(Stored items from a collection)
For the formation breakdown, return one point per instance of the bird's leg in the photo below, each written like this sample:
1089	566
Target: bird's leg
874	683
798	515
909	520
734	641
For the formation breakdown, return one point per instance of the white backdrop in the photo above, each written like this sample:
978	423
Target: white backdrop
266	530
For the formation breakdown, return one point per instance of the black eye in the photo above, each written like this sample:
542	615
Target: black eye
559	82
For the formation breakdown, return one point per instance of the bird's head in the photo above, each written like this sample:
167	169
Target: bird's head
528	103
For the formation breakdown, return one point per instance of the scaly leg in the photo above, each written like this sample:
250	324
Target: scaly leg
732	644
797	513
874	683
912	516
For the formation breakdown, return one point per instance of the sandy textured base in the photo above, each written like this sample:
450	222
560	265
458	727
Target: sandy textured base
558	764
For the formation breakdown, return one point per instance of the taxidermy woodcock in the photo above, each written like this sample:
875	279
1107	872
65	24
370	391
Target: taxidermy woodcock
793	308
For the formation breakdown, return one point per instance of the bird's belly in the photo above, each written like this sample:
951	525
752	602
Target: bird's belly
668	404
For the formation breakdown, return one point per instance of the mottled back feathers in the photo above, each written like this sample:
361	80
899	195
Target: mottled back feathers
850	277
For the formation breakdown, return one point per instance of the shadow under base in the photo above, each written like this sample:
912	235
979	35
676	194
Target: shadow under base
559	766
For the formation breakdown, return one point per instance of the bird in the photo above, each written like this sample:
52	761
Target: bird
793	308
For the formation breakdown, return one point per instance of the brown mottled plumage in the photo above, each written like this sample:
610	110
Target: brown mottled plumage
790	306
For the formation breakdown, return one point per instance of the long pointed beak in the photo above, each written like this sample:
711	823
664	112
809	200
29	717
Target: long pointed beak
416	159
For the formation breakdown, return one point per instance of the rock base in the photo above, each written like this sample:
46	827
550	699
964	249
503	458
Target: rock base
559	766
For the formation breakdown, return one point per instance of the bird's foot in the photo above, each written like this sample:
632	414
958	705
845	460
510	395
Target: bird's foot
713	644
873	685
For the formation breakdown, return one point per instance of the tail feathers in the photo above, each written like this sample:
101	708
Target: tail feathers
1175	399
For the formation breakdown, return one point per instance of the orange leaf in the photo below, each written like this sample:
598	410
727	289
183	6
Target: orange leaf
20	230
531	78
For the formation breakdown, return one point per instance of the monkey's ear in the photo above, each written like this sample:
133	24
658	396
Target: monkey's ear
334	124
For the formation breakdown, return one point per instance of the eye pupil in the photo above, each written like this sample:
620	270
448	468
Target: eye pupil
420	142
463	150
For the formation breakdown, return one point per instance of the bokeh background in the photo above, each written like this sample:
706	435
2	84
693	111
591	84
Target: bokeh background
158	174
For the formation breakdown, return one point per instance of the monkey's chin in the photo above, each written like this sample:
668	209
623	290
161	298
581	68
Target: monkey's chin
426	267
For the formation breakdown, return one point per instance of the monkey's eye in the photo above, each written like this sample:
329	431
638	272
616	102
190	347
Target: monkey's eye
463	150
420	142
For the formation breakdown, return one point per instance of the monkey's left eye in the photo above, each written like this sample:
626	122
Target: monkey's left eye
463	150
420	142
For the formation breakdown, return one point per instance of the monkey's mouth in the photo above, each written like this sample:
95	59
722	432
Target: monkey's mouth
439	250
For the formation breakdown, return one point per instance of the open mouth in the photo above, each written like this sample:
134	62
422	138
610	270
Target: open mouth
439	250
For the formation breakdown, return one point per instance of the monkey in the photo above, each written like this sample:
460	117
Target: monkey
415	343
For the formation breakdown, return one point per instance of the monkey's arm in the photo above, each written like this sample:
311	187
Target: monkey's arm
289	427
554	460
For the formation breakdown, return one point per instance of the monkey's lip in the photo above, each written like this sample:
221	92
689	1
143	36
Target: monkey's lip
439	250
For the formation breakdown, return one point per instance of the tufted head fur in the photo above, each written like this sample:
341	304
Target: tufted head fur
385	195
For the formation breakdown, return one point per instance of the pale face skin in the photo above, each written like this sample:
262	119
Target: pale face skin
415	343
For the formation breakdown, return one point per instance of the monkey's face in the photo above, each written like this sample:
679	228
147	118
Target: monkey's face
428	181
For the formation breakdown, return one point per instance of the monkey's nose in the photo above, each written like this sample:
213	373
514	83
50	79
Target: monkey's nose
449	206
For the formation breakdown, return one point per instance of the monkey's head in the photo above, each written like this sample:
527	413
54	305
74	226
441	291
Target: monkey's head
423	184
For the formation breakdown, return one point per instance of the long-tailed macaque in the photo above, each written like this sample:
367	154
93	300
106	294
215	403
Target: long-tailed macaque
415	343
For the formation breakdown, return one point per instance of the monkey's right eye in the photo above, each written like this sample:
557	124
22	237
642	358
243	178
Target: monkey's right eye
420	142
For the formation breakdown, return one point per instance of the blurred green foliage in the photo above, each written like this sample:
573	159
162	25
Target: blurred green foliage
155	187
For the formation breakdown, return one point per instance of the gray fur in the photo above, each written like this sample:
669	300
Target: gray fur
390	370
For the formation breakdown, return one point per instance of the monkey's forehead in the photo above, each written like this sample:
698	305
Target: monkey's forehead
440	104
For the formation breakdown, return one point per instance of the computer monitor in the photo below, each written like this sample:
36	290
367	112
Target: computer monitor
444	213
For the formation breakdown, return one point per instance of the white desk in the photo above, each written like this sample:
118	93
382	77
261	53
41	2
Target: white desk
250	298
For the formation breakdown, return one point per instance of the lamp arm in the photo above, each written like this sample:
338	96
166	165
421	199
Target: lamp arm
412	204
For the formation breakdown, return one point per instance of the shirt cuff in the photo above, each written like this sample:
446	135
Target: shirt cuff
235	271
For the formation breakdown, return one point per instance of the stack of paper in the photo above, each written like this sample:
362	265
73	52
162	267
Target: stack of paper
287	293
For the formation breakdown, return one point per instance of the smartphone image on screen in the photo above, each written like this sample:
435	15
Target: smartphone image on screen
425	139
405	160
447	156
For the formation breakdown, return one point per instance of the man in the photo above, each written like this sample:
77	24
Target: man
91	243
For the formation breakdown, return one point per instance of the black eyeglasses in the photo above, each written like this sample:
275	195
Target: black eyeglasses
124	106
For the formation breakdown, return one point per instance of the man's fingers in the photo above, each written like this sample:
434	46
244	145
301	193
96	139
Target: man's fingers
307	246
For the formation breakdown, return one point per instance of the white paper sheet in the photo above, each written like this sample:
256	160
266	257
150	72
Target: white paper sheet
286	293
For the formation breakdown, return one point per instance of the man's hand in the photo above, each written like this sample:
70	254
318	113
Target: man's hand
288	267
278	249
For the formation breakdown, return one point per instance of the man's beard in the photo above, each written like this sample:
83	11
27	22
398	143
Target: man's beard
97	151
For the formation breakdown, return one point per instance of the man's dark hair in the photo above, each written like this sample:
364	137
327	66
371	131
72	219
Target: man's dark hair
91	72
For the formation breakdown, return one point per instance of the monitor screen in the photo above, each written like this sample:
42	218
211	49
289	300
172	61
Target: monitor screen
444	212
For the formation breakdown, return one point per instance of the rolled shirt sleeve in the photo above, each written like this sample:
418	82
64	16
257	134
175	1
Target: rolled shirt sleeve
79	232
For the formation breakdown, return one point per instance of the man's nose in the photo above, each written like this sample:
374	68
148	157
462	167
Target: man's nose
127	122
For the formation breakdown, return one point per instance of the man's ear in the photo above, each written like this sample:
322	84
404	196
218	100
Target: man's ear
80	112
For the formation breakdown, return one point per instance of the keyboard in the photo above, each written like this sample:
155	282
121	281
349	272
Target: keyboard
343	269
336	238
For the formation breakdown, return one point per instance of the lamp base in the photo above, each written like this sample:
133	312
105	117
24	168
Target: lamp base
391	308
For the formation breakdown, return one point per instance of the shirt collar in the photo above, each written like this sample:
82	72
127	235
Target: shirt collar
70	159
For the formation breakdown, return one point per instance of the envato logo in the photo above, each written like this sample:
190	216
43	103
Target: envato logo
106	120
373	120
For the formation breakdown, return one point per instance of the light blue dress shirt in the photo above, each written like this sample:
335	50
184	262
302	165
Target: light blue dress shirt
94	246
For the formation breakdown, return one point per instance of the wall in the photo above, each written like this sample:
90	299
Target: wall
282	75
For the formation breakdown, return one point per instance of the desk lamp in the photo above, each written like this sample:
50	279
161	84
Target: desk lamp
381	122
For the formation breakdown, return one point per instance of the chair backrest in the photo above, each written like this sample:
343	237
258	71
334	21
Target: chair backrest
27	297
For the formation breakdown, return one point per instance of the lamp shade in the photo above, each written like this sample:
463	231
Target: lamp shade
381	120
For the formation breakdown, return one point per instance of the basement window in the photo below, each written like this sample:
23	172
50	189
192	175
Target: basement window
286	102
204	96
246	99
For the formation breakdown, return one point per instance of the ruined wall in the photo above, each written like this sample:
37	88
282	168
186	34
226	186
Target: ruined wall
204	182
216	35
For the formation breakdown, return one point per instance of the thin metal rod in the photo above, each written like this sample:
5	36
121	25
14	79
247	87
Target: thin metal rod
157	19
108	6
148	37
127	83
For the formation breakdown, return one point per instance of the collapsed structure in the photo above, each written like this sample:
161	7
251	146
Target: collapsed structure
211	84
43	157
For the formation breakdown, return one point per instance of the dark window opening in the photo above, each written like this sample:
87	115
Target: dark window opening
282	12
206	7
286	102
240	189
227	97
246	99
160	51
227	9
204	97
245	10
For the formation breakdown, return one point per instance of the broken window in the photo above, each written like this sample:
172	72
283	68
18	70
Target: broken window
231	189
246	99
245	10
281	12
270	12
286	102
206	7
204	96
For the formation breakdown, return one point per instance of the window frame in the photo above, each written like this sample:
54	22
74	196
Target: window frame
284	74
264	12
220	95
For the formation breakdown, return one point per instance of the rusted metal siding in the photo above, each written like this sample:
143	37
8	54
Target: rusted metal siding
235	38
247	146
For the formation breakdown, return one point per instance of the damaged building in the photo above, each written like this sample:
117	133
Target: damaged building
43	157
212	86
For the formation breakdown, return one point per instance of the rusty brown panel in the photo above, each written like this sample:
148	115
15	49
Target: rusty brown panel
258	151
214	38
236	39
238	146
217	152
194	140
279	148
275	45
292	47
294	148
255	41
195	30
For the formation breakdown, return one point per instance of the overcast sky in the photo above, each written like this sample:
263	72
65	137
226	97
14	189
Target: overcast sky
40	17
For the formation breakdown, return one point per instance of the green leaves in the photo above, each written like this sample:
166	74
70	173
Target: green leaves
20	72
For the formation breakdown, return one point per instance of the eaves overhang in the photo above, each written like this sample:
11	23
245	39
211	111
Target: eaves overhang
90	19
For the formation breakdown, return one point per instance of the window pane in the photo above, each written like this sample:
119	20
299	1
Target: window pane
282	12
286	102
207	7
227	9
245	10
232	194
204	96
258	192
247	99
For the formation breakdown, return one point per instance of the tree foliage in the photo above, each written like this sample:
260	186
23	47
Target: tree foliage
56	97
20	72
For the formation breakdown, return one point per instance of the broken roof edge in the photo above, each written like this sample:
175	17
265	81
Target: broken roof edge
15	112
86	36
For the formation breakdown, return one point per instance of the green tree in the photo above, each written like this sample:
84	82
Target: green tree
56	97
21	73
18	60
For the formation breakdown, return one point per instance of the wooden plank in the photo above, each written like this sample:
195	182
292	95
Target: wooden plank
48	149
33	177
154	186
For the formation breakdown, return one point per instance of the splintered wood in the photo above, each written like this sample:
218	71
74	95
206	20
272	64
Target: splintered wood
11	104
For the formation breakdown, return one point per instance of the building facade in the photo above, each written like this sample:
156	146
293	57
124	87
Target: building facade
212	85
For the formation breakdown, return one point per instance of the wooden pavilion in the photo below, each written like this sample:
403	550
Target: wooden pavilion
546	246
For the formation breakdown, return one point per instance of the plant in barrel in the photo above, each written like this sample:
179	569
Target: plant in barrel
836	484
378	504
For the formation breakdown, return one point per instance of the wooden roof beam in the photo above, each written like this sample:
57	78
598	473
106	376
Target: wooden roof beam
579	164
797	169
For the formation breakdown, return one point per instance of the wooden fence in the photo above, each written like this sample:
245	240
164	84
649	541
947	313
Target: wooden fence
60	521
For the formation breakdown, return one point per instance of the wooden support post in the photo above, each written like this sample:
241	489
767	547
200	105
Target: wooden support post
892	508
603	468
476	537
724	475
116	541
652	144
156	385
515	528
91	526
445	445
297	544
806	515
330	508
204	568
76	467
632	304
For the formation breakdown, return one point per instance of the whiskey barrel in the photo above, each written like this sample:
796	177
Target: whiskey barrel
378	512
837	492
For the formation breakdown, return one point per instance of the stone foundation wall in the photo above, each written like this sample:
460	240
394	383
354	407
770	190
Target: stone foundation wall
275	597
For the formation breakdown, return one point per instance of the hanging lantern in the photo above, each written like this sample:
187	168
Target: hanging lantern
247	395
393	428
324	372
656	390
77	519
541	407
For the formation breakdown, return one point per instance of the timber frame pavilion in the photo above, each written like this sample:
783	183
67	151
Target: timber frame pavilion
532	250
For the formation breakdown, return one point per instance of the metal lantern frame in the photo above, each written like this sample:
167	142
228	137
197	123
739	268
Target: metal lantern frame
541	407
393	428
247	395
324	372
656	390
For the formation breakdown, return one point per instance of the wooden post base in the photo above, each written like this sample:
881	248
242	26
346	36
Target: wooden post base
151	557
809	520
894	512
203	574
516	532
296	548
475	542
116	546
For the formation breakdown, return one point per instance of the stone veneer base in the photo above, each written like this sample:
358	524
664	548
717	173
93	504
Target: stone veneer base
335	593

## What is expected:
Lines from the entries that contain the string "below" must be found and copied.

## Written solution:
For the formation breakdown, return one point per instance of the bird's leg in the photo below, each written like this sample:
For the formation breakdown, return one point per instance of the orange leaf in the photo below, each written like this sample:
For the formation breakdown, return one point per instance of the computer monitor in the photo below, each written like this sample:
For the formation breakdown, return one point per instance of the basement window in the photo below, each written like this sample:
For the formation breakdown, return one point per instance of the wooden pavilion in the photo below, each written like this sample:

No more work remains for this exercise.